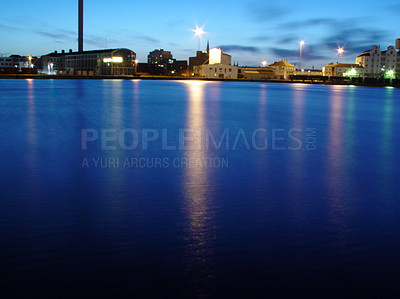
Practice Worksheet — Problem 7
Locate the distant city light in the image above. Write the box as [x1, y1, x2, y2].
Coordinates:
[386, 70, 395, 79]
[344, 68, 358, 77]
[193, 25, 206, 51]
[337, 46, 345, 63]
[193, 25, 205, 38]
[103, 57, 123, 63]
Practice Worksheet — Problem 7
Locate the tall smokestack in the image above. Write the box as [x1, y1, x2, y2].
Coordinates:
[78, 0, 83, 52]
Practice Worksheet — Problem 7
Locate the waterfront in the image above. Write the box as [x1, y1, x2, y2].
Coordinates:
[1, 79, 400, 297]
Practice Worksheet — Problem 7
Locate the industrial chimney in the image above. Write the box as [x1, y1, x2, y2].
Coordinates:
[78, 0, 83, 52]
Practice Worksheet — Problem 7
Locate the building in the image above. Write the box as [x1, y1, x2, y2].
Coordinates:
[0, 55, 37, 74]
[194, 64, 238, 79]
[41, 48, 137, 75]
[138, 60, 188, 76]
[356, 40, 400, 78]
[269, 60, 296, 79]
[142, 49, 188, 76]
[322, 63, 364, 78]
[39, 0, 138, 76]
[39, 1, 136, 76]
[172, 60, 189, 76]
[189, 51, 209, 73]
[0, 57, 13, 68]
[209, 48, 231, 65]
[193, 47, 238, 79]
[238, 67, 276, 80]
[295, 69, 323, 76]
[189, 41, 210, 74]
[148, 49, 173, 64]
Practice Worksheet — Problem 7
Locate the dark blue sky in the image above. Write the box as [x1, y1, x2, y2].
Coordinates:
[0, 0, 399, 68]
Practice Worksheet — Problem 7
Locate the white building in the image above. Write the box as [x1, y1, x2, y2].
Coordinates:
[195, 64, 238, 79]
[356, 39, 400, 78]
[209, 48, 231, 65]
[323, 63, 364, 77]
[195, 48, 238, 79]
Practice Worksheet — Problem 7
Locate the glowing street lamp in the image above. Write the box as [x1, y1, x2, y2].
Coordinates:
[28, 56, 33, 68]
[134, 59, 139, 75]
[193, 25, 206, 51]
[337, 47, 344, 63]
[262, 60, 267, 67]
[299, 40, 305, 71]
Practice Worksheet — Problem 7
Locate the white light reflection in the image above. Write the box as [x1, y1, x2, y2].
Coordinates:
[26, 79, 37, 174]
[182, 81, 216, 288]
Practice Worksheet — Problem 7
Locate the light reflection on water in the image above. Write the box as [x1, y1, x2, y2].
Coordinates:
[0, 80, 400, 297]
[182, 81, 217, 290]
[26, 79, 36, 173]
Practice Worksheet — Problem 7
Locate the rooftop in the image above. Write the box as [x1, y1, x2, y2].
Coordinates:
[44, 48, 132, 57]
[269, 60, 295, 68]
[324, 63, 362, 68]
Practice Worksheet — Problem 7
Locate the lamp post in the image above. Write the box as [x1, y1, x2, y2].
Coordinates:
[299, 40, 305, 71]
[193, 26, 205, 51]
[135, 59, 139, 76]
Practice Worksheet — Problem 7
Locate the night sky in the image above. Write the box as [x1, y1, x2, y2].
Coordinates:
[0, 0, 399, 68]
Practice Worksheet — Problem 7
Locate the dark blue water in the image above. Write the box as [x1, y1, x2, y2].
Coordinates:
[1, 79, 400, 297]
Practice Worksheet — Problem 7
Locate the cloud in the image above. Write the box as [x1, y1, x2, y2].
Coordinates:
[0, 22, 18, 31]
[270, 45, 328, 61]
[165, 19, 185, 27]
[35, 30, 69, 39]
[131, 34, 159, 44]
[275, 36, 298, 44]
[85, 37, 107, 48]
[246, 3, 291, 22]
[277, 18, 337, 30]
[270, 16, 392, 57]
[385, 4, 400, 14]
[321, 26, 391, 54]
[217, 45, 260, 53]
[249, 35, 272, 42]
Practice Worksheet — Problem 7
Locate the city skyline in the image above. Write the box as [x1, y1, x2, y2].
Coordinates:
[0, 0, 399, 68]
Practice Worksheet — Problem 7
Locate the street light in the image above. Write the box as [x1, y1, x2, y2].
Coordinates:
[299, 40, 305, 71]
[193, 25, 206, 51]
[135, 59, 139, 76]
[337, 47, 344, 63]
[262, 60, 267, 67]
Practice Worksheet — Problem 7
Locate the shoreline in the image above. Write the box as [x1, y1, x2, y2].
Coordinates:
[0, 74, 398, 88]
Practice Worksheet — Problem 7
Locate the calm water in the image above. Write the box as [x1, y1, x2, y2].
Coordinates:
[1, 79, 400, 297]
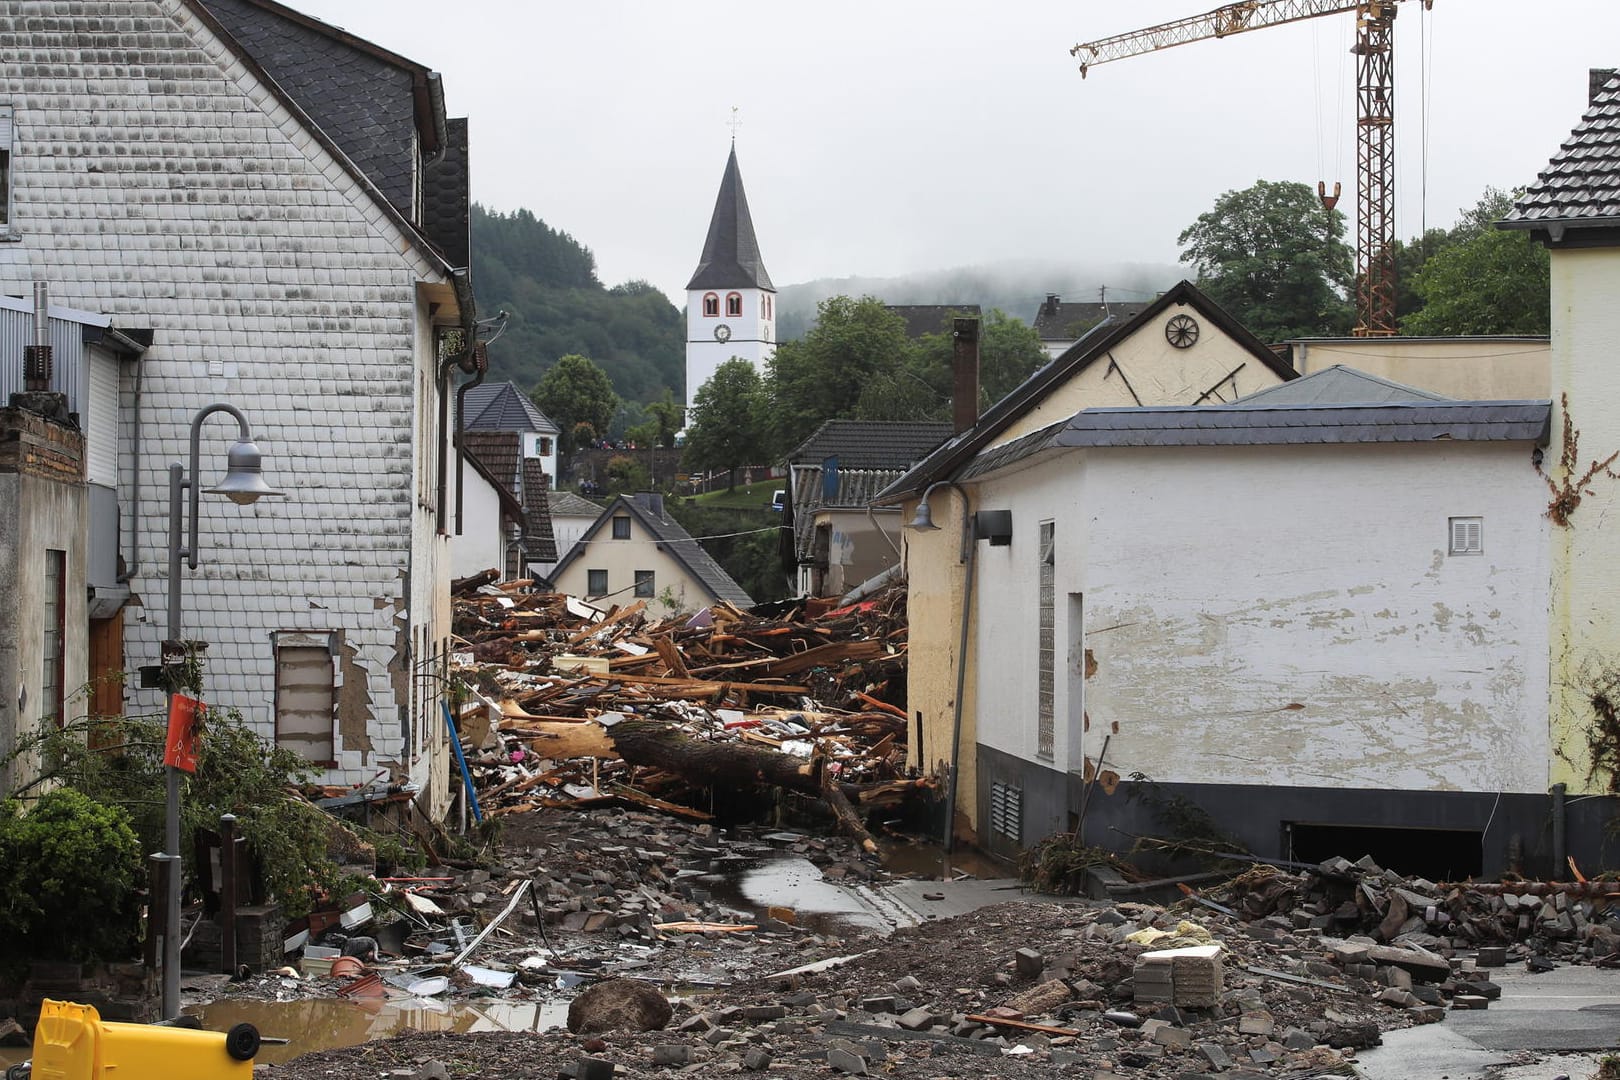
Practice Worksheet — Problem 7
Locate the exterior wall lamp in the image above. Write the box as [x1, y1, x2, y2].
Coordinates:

• • • • •

WORK ORDER:
Report only the number of lines, among the records above, that contain the word "white".

ANSWER BELOW:
2